== Written instruction ==
Reproduce the entries below with every occurrence of "tuples" changed to "pairs", and leave everything else unchanged.

===== Material provided =====

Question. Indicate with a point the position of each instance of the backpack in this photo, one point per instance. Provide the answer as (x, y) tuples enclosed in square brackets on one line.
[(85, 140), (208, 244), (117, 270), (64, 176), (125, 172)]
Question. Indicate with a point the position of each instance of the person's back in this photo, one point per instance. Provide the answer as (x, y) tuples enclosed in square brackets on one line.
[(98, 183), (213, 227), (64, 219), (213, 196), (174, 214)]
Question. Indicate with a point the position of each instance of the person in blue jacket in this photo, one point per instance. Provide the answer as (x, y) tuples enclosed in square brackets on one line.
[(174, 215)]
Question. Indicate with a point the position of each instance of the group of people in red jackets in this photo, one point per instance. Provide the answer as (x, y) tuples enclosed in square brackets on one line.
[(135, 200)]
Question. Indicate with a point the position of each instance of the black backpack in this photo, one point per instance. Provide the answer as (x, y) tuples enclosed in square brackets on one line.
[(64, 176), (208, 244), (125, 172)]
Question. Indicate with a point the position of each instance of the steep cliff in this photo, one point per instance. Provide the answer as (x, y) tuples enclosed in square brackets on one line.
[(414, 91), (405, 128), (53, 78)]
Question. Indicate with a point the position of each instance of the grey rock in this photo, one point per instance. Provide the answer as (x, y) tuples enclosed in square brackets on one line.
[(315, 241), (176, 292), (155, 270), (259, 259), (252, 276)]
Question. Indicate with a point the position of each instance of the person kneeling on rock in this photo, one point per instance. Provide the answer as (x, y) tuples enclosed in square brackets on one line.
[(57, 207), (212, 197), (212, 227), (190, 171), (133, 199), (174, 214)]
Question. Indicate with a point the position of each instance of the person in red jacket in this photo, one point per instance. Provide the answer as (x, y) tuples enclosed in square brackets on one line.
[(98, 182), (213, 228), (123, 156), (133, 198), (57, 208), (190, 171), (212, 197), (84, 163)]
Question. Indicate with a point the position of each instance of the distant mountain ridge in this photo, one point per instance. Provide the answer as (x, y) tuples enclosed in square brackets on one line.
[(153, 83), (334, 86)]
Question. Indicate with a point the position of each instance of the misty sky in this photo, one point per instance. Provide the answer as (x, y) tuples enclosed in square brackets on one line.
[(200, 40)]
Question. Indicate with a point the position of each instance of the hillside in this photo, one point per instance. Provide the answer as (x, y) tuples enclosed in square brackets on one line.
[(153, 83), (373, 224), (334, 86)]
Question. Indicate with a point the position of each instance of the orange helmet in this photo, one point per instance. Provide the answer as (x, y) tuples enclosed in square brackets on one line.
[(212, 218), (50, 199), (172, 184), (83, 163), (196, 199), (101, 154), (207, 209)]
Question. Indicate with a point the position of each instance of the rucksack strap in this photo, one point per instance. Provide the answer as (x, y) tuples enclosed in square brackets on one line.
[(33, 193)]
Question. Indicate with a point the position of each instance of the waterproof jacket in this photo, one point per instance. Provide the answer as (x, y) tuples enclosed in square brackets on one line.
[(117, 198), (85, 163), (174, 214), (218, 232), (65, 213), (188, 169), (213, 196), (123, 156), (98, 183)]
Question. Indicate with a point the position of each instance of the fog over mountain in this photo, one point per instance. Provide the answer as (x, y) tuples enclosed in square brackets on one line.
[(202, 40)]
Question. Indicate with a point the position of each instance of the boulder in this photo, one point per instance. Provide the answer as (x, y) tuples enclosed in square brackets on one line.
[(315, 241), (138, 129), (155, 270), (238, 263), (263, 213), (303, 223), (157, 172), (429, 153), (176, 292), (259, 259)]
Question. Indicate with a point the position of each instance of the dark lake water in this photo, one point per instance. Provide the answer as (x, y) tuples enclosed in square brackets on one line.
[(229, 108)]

=====

== Output ==
Question. Indicate with a point the position of each instance of the backpack in this photo, one point per instance. Provide the answer as (x, y) pairs enclosed in square brackets on one line.
[(85, 140), (208, 244), (117, 270), (64, 176), (125, 172)]
Question. Indicate with a point the position of each instance of the person's back in this photo, one point per instance. Provide the answer as (x, y) pairs enclosed in square brackets on one line.
[(98, 183), (213, 227), (64, 219), (213, 196), (174, 214)]
Question. Indicate with a point the position of each instance of the person in blue jacket in this photo, one point per instance. Provide the answer as (x, y) pairs enclosed in square brackets on one line.
[(174, 215)]
Question. Indicate with a point the position of each instance of the group of people in red jackets in this photo, one point per instance. Provide the answer as (x, y) pairs enclosed in square brackets on one line.
[(135, 200)]
Question. Indicate with a point the position of each instance of the black backpack in this photo, one point per instance. Provide the answer as (x, y) pairs enclosed in square brackets on one line.
[(64, 176), (208, 244), (125, 172)]
Question. Indicate with a point the position of each instance of the steep cliff in this photo, one point per instance. Provide the answer as (x, y) pairs enclosed in square brackets on one line.
[(414, 91), (405, 128), (53, 78)]
Question. Indicate with a point the position of each instance of the grey rock in this photo, one point per instance. Provide the answer as (x, y) pairs enclosed in square brackets on one line.
[(315, 241), (176, 292), (155, 270), (259, 259), (252, 276)]
Question. Indicate with a point the position of each instance of the person kneeling on rock in this photo, one point per instance. Provide the answer as (x, y) pairs enclosed in square brackets on one line.
[(57, 207), (212, 197), (212, 227), (190, 171), (133, 199), (174, 214)]
Question. Indicate with a point the position of each instance of the person in red jacket in this photo, one point per instance. Provide the answer as (x, y) pairs enclosed in square brackets on one line.
[(98, 182), (213, 228), (123, 156), (133, 198), (57, 208), (190, 171), (212, 197), (84, 163)]
Question. Indicate with a point the position of each instance of the distant mountain ridge in this photo, one point per instance. Provide the answer as (x, y) pairs enclosed in square brackets on one line.
[(153, 83), (334, 86)]
Question. Indicate with a point the position of each instance of the misty sky in this photo, one point per instance. Provide the answer as (x, y) pairs enclosed in square brackets on one line.
[(200, 40)]
Question. Indicate with a point the position of each instance of the hillside in this photo, one point per instance. Provide the answer as (x, y) pairs enclosed in square brackets on one line.
[(153, 83), (373, 224), (334, 86)]
Question. Indicate with a point the position of each instance of the orange helmet in this photo, one point per instance. Provide the answer as (x, y) pairs enclosed in square brackets on one line.
[(212, 218), (50, 199), (172, 184), (83, 163), (196, 199), (101, 154), (207, 209)]
Question. Indicate with a point the position of each instance of the rucksack strap in this photo, one point per instance. Provide the answer as (x, y) pairs enclosed in square brackets on one line.
[(33, 193)]
Question. Indicate with a point the position of each instance of the waterproof jacket in this photo, one point per instance. Provide the answer as (x, y) pairs enclosed in square brackets on one line.
[(117, 198), (85, 163), (174, 214), (218, 232), (65, 213), (188, 169), (213, 196), (123, 156), (98, 183)]
Question. Indicate with a point the position of each instance of the fog over mountain in this photo, one point per instance. Provide the answer as (x, y) pairs enclosed in square brackets on one line.
[(202, 40)]
Question. Indicate with a point the position of each instance of the boulder in this photo, one point per instance. Provide the answer as (x, y) pairs enclosed in square brackets on one line.
[(315, 241), (138, 129), (155, 270), (238, 263), (263, 213), (303, 223), (157, 172), (429, 153), (176, 292), (259, 259)]
Question. Indicate with a point the position of each instance of the dark lake water in this photo, one point per instance. Provide the answer as (x, y) pairs enclosed in square brackets on one line.
[(229, 108)]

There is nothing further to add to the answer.